** Available data follows **

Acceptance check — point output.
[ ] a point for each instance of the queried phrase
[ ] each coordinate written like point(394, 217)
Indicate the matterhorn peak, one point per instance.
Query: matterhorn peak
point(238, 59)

** End of Available data **

§ **Your objective**
All of the records need to be returned exactly as they are.

§ **Result below**
Acceptance check — point output.
[ ] a point for each instance of the queried phrase
[ ] each coordinate written like point(394, 217)
Indicate the matterhorn peak, one point per instance.
Query: matterhorn peak
point(238, 59)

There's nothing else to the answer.